### Document passage
^^^^^^^^

Through the gradual intensification of habit, sequential entry into samsära began.

The five poisonous kleshas developed. The actions of the five poisons are unceasing. 

 

Gradually we intensify, gradually we solidify, and gradually we develop deeper impressions of this pattern of duality. This pattern repeats over and over and over. It becomes so solid and appears so genuine that it almost becomes part of us. It almost becomes the nature of our mind. Whenever we think of mind, we are thinking about “I.” That’s duality. In gradual steps, we get deeper and deeper into this samsaric pattern. From that fundamental ignorance and the development of the split of duality, the actions of the five poisons increase. This develops into a stream of endlessly repetitive actions of the five poisons. We get into that mechanism of habitual pattern. Then we enter into samsara in a deeper sense, no matter what level of samsara we may be experiencing.

 

Once we have developed that degree of intensification or habituation, the mechanism doesn’t stop. It continues to run automatically. The example we use in Buddhism is a potter’s wheel. Some kind of effort is required for the potter to start turning the wheel. Once the wheel is turning, it doesn’t stop. It just keeps going on and on and on, continuously. You actually have a hard time stopping it. Similarly, once we have turned the wheel of the five poisons, it doesn’t stop. It’s unceasing. Do you remember any break from the five poisons? It’s very difficult. I don’t quite remember having any break from the five poisons.

 

From this endless stream that we call karma, the samsaric solidity of suffering, of ego-clinging, and of poisonous emotions gradually develops. When that has developed, we end up in this solid existence of samsara. The progression that ends up as the existence of samsara is basically the twelve nidanas, the twelve links of interdependent origination. Beginning with ignorance, formation, and so forth, we have the inner cycle of twelve interdependent nidanas. We also have these twelve links in the outer sense: the twelve astrological cycles called the twelve months, the cycle of twelve years, and so on. From the repetition of the twelve interdependent originations, we solidify our habitual inclinations and tendencies. In that way, we solidify our samsara.

^^^^^^^^

### Jobs
1) Can you extract the wording of the passage on samsara and the five poisons, starting with "The five poisonous" and going on through "may be experiencing.", without changing a word?
2) Could you continue the passage on samsara and the five poisons, picking up after its last sentence?

### Supplied information
^^^^^^^^

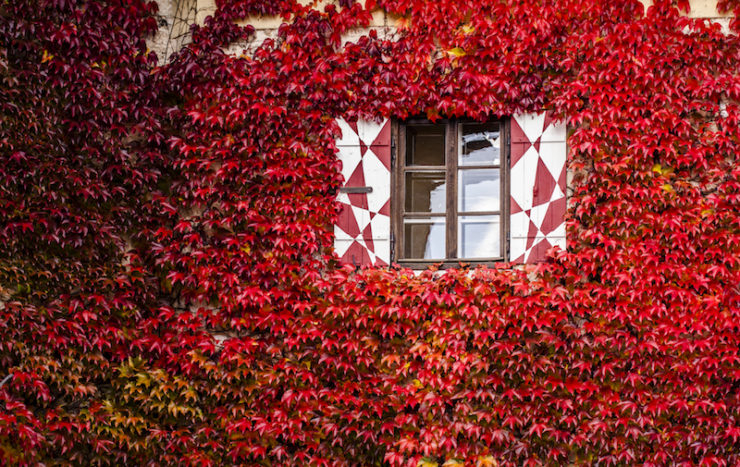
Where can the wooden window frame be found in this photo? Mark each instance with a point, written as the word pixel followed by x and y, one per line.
pixel 398 169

^^^^^^^^

### Replies
1)
The five poisonous kleshas developed. The actions of the five poisons are unceasing. 

 

Gradually we intensify, gradually we solidify, and gradually we develop deeper impressions of this pattern of duality. This pattern repeats over and over and over. It becomes so solid and appears so genuine that it almost becomes part of us. It almost becomes the nature of our mind. Whenever we think of mind, we are thinking about “I.” That’s duality. In gradual steps, we get deeper and deeper into this samsaric pattern. From that fundamental ignorance and the development of the split of duality, the actions of the five poisons increase. This develops into a stream of endlessly repetitive actions of the five poisons. We get into that mechanism of habitual pattern. Then we enter into samsara in a deeper sense, no matter what level of samsara we may be experiencing.

2)
 

We have the habitual tendency to delude our perception. We delude our conception, our view, and our understanding. As a result of habitual tendencies, we are always caught up in this cyclic existence called samsara. We get caught in the continual cycle of the five poisons. The unbroken continuity of habitual tendency, the unbroken continuity of the five poisons, is the existence of samsara. It is the only reason we are bound to this suffering. It is the only reason we are caught up in this suffering. We learn here that samsara is nothing apart from our habitual delusion.

 

According to Dzogchen, the five poisons are nothing but the manifestation of the luminosity of rigpa. They are called ö nga, the five luminous lights. The five luminous lights of rigpa are white, yellow, red, green, and, like the color of Kuntuzangpo, deep blue. Each of the five lights has meaning. The luminous white light of wisdom is the manifestation of rigpa’s immaculate nature. That completely pure nature, that completely pacified nature, manifests as the white luminous light.

 

The yellow luminous light is the manifestation of rigpa’s fully completed qualities. This means that rigpa is fully enriched with all the qualities of buddha. Rigpa is fully equipped, so to speak, with all the enlightened wisdoms necessary to overcome our emotions and ego-clinging. That completeness of qualities manifests as yellow light, which is richness. 

 

The red luminous light is the manifestation of the quality of rigpa that encompasses and magnetizes. Like a magnet, it draws all things in that direction. In a similar way, that very nature of our mind called rigpa encompasses all qualities, encompasses all wisdom. This means that everything is included within rigpa, nothing is left outside. That’s why we have this magnetizing red light, which encompasses all the qualities.

 

The difference between the yellow and the red light is that the yellow light of enriching has the quality of possessing all the many different elements of buddha wisdom, while the red light of magnetizing encompasses all these qualities that actually boil down to rigpa. It’s rigpa that has all these qualities. So everything boils down to one and only one essence. The single essence, which that contains all, is rigpa. It is the primordial mind, the primordial wisdom.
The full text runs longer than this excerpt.